**TEXTABSCHNITT**

© JUNGE FREIHEIT Verlag GmbH & Co. www.jungefreiheit.de 30/15 / 17. Juli 2015

Armin der Unglückliche
Nordrhein-Westfalen: CDU-Landeschef und Oppositionsführer Laschet stolpert derzeit von einer Affäre zur nächsten
Bernd Rademacher

Das Elend der CDU in Nordrhein-Westfalen hat ein Gesicht – das ihres Vorsitzenden Armin Laschet. Der 54 Jahre alte Politiker kommt aus den Negativschlagzeilen nicht heraus. „Oppositionsführer demontiert sich selbst“, hämten überregionale Blätter.

**ERFASSTE ANGABEN**
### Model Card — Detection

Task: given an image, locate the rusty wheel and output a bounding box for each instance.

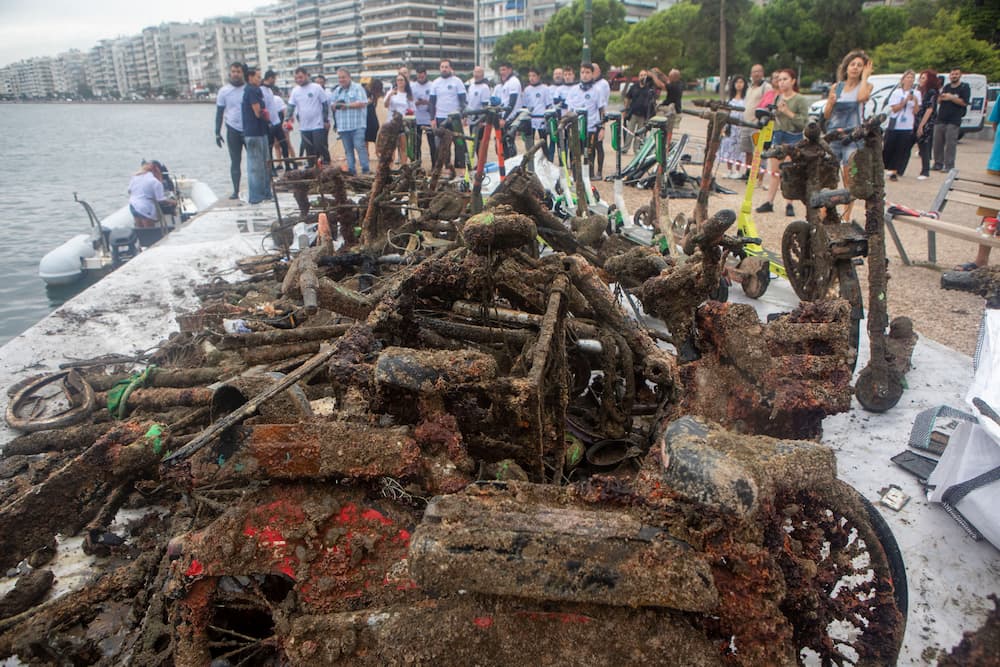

**AUFGABENSTELLUNG**
Geben Sie die Passage des Textabschnitts von „Armin der Unglückliche“ bis einschließlich „hämten überregionale Blätter.“ wortgetreu wieder. Das Material steht in keinem Zusammenhang mit dem Textabschnitt.

**ERGEBNIS**
Armin der Unglückliche
Nordrhein-Westfalen: CDU-Landeschef und Oppositionsführer Laschet stolpert derzeit von einer Affäre zur nächsten
Bernd Rademacher

Das Elend der CDU in Nordrhein-Westfalen hat ein Gesicht – das ihres Vorsitzenden Armin Laschet. Der 54 Jahre alte Politiker kommt aus den Negativschlagzeilen nicht heraus. „Oppositionsführer demontiert sich selbst“, hämten überregionale Blätter.